TO DO |
Copy the lines below verbatim, keeping every word, number, and punctuation mark unchanged.

----------------

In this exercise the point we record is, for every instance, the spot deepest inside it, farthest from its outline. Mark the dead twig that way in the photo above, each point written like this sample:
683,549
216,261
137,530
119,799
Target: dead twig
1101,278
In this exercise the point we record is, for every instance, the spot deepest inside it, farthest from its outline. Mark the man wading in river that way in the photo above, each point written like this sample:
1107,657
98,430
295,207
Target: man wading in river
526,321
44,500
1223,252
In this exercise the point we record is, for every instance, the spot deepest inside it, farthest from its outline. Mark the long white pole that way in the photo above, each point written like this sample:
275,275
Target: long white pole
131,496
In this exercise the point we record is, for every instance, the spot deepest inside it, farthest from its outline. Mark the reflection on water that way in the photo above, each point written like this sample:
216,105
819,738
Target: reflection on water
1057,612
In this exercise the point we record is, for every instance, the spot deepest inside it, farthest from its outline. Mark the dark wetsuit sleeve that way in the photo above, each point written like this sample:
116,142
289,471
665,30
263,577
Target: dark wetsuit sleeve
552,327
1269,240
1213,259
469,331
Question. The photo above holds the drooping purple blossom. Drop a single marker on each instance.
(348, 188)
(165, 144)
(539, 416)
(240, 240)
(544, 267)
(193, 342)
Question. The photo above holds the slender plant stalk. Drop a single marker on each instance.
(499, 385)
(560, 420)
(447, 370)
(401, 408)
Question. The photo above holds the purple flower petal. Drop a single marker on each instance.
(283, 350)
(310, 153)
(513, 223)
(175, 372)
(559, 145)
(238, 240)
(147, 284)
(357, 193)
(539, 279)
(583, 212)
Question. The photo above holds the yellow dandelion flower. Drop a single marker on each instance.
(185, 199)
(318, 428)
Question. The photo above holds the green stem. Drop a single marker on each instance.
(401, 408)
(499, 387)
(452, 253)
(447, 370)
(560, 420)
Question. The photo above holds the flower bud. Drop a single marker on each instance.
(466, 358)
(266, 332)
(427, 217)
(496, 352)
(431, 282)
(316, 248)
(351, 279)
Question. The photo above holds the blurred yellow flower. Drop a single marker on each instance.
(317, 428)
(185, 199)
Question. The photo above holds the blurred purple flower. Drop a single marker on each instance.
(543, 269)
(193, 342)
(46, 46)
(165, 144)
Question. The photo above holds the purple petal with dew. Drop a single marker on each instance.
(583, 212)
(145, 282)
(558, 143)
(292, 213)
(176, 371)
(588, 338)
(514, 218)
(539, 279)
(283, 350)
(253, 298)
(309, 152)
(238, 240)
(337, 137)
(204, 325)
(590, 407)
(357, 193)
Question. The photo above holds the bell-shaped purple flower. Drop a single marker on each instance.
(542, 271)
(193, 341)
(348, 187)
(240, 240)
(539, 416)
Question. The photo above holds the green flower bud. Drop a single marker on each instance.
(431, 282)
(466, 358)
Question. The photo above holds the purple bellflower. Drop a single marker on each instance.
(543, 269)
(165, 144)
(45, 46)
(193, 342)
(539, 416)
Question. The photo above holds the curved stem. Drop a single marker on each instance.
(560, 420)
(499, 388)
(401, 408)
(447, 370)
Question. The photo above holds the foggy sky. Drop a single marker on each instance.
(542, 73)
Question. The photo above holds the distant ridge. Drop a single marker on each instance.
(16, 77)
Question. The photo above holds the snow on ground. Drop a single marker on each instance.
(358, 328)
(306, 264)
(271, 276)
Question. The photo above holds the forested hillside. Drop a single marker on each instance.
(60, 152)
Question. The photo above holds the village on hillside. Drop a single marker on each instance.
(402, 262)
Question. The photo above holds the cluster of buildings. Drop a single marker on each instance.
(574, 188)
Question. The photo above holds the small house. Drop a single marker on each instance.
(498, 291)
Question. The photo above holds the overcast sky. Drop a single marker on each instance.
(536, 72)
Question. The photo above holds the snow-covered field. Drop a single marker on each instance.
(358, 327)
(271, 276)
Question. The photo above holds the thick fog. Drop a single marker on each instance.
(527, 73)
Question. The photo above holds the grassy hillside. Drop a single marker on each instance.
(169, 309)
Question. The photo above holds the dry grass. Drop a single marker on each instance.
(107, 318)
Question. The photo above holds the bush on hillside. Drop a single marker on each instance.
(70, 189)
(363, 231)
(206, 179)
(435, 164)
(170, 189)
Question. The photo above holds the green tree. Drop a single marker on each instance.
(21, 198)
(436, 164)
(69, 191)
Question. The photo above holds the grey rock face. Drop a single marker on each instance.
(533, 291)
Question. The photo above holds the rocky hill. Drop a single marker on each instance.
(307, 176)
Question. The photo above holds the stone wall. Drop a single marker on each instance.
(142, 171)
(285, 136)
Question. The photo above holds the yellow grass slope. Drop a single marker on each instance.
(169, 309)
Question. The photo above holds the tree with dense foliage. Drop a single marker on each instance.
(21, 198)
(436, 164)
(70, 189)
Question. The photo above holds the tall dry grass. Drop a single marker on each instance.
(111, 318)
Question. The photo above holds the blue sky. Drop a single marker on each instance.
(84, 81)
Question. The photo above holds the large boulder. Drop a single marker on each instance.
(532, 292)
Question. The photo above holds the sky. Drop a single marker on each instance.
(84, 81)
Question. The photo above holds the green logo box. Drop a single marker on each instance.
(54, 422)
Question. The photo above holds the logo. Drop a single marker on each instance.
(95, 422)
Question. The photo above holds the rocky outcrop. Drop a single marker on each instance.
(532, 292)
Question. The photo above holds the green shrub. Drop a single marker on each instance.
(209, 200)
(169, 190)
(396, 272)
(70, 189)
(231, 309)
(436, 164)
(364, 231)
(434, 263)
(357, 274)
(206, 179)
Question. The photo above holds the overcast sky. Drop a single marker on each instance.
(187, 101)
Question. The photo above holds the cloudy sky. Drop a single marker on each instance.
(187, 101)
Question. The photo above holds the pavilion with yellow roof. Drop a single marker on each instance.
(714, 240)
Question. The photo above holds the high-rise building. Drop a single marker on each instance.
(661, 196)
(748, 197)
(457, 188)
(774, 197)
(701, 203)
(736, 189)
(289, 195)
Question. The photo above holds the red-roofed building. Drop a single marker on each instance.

----------------

TASK RESPONSE |
In this exercise the point we record is, for every instance, the spot deepest inside it, farthest from its outline. Mark the dead twig that way in the photo above, each point written like this sample:
683,549
216,261
137,530
119,799
Target: dead twig
1101,278
In this exercise the point we record is, for every instance, the spot deepest inside it, farthest from its outline. Mark the man wading in river that way in the photo above, each point written like this sample:
1107,657
98,430
295,207
Target: man wading in river
526,321
44,500
1223,252
In this exercise the point we record is, for every instance, the spot deepest inside it, farthest from its outline. Mark the long white pole that way in the photo above, each point written like this sample:
275,275
Target: long white pole
131,496
In this exercise the point we record is, for every instance, the spot deepest inside it, farthest from its outline. Mark the reflection on water that way in the photo above, each point written like this sample:
216,105
819,738
Target: reflection on water
1057,612
In this exercise the point we record is, for every instance, the spot deepest inside it, farthest from its outline. Mark the dark wetsuit sleeve that way in the photo above, each point written like this sample:
116,142
289,471
665,30
263,577
Target: dark wetsuit sleeve
552,327
1269,240
1213,259
469,331
Question. The photo above holds the drooping purple blossom. Drop a single marker on each instance.
(348, 188)
(165, 144)
(539, 416)
(240, 240)
(544, 267)
(193, 342)
Question. The photo above holds the slender plant stalk. Drop a single marker on each instance.
(499, 385)
(560, 420)
(447, 370)
(401, 408)
Question. The photo above holds the purple flower petal. Drop a single marker on each instance.
(283, 350)
(310, 153)
(513, 223)
(175, 372)
(559, 145)
(238, 240)
(147, 284)
(357, 193)
(539, 279)
(583, 212)
Question. The photo above holds the yellow dandelion flower. Drop a single marker on each instance.
(185, 199)
(318, 428)
Question. The photo above holds the green stem. Drop a single marker on each instance.
(401, 408)
(499, 387)
(452, 253)
(447, 370)
(560, 420)
Question. The photo above holds the flower bud. Drop a single marker on each instance.
(466, 358)
(266, 332)
(427, 217)
(496, 352)
(431, 282)
(316, 248)
(351, 279)
Question. The photo above holds the blurred yellow flower. Drop a single marker on each instance.
(317, 428)
(185, 199)
Question. The photo above holds the blurred purple flower. Drop a single marker on each instance.
(543, 269)
(193, 342)
(46, 46)
(165, 144)
Question. The photo above holds the purple petal with dew. Drop a single marker on each instance.
(583, 212)
(145, 282)
(558, 143)
(292, 213)
(176, 371)
(588, 338)
(514, 218)
(539, 279)
(283, 350)
(253, 298)
(309, 152)
(238, 240)
(337, 137)
(204, 325)
(590, 407)
(357, 193)
Question. The photo above holds the bell-shaped purple flower. Drop a single marker on each instance.
(542, 271)
(193, 341)
(348, 187)
(240, 240)
(539, 416)
Question. The photo above holds the green flower bud. Drop a single marker on each instance.
(431, 282)
(466, 358)
Question. The photo above holds the purple bellflower. Drop a single marker on each instance.
(543, 269)
(165, 144)
(45, 46)
(193, 342)
(539, 416)
Question. The photo above holds the curved stem. Drop a single marker on each instance.
(560, 420)
(499, 388)
(401, 408)
(447, 370)
Question. The photo above holds the foggy sky. Drop a single marker on each instance.
(542, 73)
Question. The photo above holds the distant ridge. Drop a single marker on each instance.
(16, 77)
Question. The photo above holds the snow on ground. Drop a single marker on each instance.
(358, 328)
(306, 264)
(271, 276)
Question. The photo above holds the forested hillside. Drop a single marker on each instance.
(60, 152)
Question. The photo above holds the village on hillside. Drop a single marker on each instance.
(402, 262)
Question. The photo above holds the cluster of buildings. Drop a single marker on each instance.
(574, 188)
Question. The photo above holds the small house. Drop a single marker on each instance.
(498, 291)
Question. The photo above holds the overcast sky. Drop a single marker on each instance.
(536, 72)
Question. The photo above holds the snow-covered field. Drop a single marker on each instance.
(358, 327)
(271, 276)
Question. The photo above holds the thick fog. Drop a single marker on each instance.
(527, 73)
Question. The photo above holds the grassy hillside. Drop a single marker on each instance.
(169, 309)
Question. The photo above holds the dry grass. Drop a single marker on each instance.
(107, 318)
Question. The photo above holds the bush on hillside. Drop a single marker on each instance.
(70, 189)
(363, 231)
(206, 179)
(435, 164)
(170, 189)
Question. The photo above holds the green tree. Drop a single marker on each instance.
(21, 198)
(436, 164)
(69, 191)
Question. The photo above holds the grey rock face. Drop a single marker on each instance.
(533, 291)
Question. The photo above holds the rocky hill. Drop a single marker on each instance.
(307, 176)
Question. The photo above holds the stone wall. Drop a single marker on each instance.
(142, 171)
(285, 136)
Question. The photo above holds the yellow grass slope. Drop a single marker on each instance.
(169, 309)
Question. The photo above holds the tree with dense foliage. Drop a single marker on each instance.
(21, 198)
(436, 164)
(70, 189)
Question. The photo above holds the tall dry grass. Drop a single marker on each instance.
(111, 318)
Question. The photo above holds the blue sky. Drop a single marker on each instance.
(84, 81)
Question. The photo above holds the large boulder. Drop a single marker on each instance.
(532, 292)
Question. The photo above holds the sky. Drop a single marker on each instance.
(84, 81)
Question. The photo above holds the green logo box. Drop a single marker on each instance.
(54, 422)
Question. The photo above holds the logo. Drop a single marker on each instance.
(95, 422)
Question. The photo above holds the rocky outcrop. Drop a single marker on each instance.
(532, 292)
Question. The photo above holds the green shrub. Drop a single marker on each instance.
(209, 200)
(169, 190)
(396, 272)
(70, 189)
(231, 309)
(436, 164)
(364, 231)
(434, 263)
(357, 274)
(206, 179)
Question. The photo above holds the overcast sky. Drop a single marker on each instance.
(187, 101)
Question. The photo above holds the cloudy sky. Drop a single marker on each instance.
(187, 101)
Question. The photo above holds the pavilion with yellow roof. Drop a single marker on each instance.
(714, 240)
Question. The photo above holds the high-rise building. Drop a single marker on each instance.
(661, 196)
(748, 197)
(457, 188)
(774, 197)
(701, 203)
(736, 189)
(289, 195)
Question. The photo above holds the red-roofed building. Drop a single marker on each instance.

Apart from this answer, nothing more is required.